--- What you should do ---
Copy the following lines word for word, covering every record.

━━ Records to use ━━

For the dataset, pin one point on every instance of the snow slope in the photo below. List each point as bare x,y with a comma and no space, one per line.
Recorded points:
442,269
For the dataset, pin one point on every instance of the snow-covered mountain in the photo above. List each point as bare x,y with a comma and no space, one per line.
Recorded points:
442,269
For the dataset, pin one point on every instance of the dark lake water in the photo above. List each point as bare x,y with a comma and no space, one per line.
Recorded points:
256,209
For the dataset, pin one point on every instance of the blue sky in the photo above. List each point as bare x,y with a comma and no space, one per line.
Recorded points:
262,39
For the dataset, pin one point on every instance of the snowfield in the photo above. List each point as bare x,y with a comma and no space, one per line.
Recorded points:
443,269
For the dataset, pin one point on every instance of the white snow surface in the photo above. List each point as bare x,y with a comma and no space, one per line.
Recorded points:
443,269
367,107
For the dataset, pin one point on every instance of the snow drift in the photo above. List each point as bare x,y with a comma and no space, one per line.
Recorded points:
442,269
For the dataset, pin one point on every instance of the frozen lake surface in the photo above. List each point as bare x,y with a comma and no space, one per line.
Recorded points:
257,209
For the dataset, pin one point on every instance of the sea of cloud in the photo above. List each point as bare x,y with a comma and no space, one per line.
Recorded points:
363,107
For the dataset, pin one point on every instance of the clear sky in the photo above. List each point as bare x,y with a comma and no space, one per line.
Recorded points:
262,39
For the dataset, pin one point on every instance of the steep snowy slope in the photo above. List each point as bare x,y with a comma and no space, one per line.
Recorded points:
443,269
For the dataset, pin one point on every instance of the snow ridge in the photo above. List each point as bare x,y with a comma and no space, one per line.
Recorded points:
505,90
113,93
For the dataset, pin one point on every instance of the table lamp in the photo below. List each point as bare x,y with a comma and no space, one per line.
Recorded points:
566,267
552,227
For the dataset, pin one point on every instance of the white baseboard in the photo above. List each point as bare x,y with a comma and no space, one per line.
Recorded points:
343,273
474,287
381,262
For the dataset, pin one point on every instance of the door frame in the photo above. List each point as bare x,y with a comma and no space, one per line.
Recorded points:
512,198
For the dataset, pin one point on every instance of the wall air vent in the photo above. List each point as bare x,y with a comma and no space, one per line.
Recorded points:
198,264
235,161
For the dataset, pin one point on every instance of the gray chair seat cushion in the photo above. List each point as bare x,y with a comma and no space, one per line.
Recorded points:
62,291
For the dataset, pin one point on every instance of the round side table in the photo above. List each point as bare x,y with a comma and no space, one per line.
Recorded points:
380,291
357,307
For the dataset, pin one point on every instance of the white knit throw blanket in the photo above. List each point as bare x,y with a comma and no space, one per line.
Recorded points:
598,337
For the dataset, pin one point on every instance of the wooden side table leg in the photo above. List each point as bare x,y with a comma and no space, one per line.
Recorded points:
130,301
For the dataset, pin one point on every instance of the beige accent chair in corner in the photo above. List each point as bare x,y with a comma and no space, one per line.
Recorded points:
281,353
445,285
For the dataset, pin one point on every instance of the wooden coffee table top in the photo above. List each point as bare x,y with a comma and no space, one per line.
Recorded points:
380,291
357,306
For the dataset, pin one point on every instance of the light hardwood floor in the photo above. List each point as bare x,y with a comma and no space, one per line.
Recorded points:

━━━

--- Response below ---
For the dataset, pin one point on every instance of the snow slope in the photo below. List each point as bare x,y with a comma and no space, one per line.
Recorded points:
442,269
For the dataset, pin one point on every instance of the snow-covered mountain in the photo above. List each point as bare x,y with a comma and no space, one per line.
Recorded points:
442,269
For the dataset, pin one point on every instance of the dark lake water in the photo above. List each point as bare x,y with a comma and no space, one per line.
Recorded points:
256,209
For the dataset, pin one point on every instance of the blue sky in the photo above. List each point as bare x,y with a comma and no space, one per line.
Recorded points:
262,39
For the dataset, pin one point on every instance of the snowfield in the photo above. List each point as bare x,y with a comma and no space, one per line.
Recorded points:
443,269
For the dataset, pin one point on every instance of the white snow surface in the photo above. List each point as bare x,y with a comma and no space, one per line.
Recorded points:
443,269
367,107
For the dataset, pin one point on every instance of the snow drift in the photo above. List each point as bare x,y with a comma and no space, one per line.
Recorded points:
442,269
For the dataset, pin one point on every instance of the frozen lake surface in the photo above. List each point as bare x,y with a comma and no space, one per line.
Recorded points:
257,209
For the dataset, pin one point on every instance of the sea of cloud in the photo above. List each point as bare x,y with a comma and no space, one per line.
Recorded points:
363,107
For the dataset, pin one point on every instance of the clear sky in the photo above. List each point as bare x,y with a comma and no space, one per line.
Recorded points:
262,39
For the dataset, pin one point on every instance of the steep snowy slope in the photo above. List each point as bare x,y with a comma and no space, one per line.
Recorded points:
443,269
For the dataset, pin one point on every instance of the snow ridge in the photo above. List each point as bare x,y with a comma and no space, one per line.
Recorded points:
505,90
113,93
For the dataset, pin one point on every instance of the table lamp in the photo below. List each point as bare x,y with a comma and no space, one per line.
Recorded points:
566,267
552,227
For the dataset, pin one point on every instance of the white baseboard in the photo above. List each point as bare x,y with a comma and no space, one per line.
Recorded points:
343,273
474,287
381,262
For the dataset, pin one point on every instance of the door frame in the photo above. List each point as bare x,y with a comma and no space, one per line.
Recorded points:
512,198
For the dataset, pin one point on every instance of the wall air vent in the photo above. List each point as bare x,y with a comma and no space, one per line.
Recorded points:
198,264
235,161
For the dataset, pin one point on every instance of the gray chair seat cushion in the photo above. List each point as bare x,y with a comma and no space, one per line.
Recorded points:
62,291
For the dataset, pin one point on every instance of the round side table in the photo above. List each point as bare x,y with a comma and no space, one per line.
Recorded points:
380,291
357,307
For the dataset, pin one point on every instance of the white knit throw blanket in the photo above. List each point as bare x,y with a comma and no space, one per line.
Recorded points:
598,337
For the dataset, pin one point on every instance of the wooden side table leg in the photo above. List each point as bare x,y with a comma and no space, one per line.
Recorded points:
130,301
For the dataset, pin one point on every instance of the beige accent chair in corner in the photo above. List each point as bare x,y with a comma and no space, one per line.
Recorded points:
281,353
445,285
For the dataset, pin one point on every instance of the wooden coffee table top in the photo above. List each point as bare x,y with a comma and no space, one per line.
Recorded points:
380,291
357,306
For the dataset, pin one point on every instance of the light hardwood floor in the photo above. List each point as bare x,y with a comma and no space, one per line.
Recorded points:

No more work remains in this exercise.